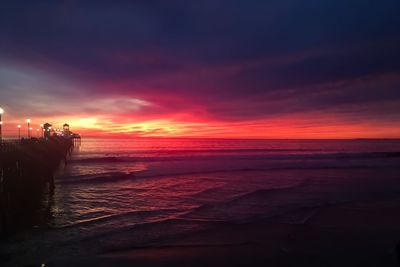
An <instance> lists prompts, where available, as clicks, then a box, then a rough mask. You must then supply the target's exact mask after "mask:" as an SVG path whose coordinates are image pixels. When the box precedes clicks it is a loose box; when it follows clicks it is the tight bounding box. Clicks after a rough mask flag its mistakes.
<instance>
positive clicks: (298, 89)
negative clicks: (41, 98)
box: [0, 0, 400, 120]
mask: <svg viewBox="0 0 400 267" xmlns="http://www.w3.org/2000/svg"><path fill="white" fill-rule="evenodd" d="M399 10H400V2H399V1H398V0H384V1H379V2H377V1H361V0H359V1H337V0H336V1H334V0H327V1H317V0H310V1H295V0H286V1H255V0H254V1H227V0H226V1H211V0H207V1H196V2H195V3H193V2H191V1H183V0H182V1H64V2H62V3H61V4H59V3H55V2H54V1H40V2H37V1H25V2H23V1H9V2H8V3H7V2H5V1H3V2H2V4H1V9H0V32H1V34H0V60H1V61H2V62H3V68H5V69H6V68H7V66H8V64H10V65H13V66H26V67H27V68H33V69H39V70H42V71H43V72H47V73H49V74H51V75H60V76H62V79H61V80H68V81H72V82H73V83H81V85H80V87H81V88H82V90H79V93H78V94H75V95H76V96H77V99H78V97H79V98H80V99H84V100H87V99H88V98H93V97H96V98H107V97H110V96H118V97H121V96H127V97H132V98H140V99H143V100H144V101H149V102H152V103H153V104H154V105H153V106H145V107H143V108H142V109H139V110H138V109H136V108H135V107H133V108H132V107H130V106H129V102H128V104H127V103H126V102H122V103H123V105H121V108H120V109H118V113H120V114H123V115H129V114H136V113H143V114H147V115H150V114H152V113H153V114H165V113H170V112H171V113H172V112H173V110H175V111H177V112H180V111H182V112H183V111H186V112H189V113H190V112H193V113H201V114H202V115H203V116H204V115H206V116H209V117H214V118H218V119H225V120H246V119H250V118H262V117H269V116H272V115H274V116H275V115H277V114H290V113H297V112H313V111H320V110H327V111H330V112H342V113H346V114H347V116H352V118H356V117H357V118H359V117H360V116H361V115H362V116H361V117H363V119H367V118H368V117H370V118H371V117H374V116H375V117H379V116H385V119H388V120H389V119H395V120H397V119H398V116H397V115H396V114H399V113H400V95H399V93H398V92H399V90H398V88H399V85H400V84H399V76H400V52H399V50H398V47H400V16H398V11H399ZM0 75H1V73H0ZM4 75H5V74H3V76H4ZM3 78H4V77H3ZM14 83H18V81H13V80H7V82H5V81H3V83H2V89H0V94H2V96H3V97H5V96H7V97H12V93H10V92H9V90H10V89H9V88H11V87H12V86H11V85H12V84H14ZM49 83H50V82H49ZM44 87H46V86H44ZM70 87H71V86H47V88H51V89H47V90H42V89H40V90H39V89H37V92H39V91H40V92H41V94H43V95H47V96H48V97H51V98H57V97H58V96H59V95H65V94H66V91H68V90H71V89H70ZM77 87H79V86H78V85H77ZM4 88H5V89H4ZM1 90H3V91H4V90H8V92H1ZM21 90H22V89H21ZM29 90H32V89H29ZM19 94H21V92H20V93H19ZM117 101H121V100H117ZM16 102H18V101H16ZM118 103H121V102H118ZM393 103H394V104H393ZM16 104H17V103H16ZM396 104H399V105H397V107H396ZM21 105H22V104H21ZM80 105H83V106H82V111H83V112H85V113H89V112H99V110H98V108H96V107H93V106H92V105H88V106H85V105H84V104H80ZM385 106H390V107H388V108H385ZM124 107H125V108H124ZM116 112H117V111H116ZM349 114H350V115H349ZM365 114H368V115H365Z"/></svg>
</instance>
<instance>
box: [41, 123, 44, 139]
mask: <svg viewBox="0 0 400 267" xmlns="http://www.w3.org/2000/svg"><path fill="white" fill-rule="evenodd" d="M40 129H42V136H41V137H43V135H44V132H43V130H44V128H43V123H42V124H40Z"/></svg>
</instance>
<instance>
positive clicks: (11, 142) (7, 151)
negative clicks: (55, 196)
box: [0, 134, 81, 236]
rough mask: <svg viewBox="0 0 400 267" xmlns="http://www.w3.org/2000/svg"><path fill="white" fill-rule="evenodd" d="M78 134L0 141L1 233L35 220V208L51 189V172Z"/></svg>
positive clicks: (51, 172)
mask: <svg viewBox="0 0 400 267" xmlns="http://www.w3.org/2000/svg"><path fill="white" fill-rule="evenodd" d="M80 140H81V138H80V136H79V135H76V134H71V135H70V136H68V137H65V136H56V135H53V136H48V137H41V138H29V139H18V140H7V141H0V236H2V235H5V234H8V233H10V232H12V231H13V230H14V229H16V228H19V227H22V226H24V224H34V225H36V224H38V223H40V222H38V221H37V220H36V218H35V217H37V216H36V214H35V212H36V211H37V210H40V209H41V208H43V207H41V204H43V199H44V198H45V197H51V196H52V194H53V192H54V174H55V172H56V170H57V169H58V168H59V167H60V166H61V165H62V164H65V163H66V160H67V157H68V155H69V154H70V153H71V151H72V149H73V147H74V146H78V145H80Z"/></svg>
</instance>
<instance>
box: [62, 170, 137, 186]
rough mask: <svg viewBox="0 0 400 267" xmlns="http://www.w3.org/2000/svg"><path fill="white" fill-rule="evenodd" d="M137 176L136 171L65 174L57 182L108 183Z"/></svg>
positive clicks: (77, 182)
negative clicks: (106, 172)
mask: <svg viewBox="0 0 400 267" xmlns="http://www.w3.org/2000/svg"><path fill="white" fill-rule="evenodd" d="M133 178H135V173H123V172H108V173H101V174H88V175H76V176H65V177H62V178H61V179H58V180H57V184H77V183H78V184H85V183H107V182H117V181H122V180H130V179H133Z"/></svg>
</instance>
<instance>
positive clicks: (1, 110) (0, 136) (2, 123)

■ **The problem**:
Above are the records; report each line in them that includes the word "rough".

■ **Solution to this problem**:
An <instance> lists prompts, where available, as clicks, then a box, then a rough mask. You must then supply the target's exact mask after "mask:" as an SVG path whose coordinates are image pixels. When the box precedes clicks it is a loose box; when it follows clicks it is the tight bounding box. Clicks after a rough mask flag its mistakes.
rough mask: <svg viewBox="0 0 400 267" xmlns="http://www.w3.org/2000/svg"><path fill="white" fill-rule="evenodd" d="M78 134L0 141L1 233L35 220V208L51 189V172Z"/></svg>
rough mask: <svg viewBox="0 0 400 267" xmlns="http://www.w3.org/2000/svg"><path fill="white" fill-rule="evenodd" d="M137 176L136 171L65 174L57 182L108 183Z"/></svg>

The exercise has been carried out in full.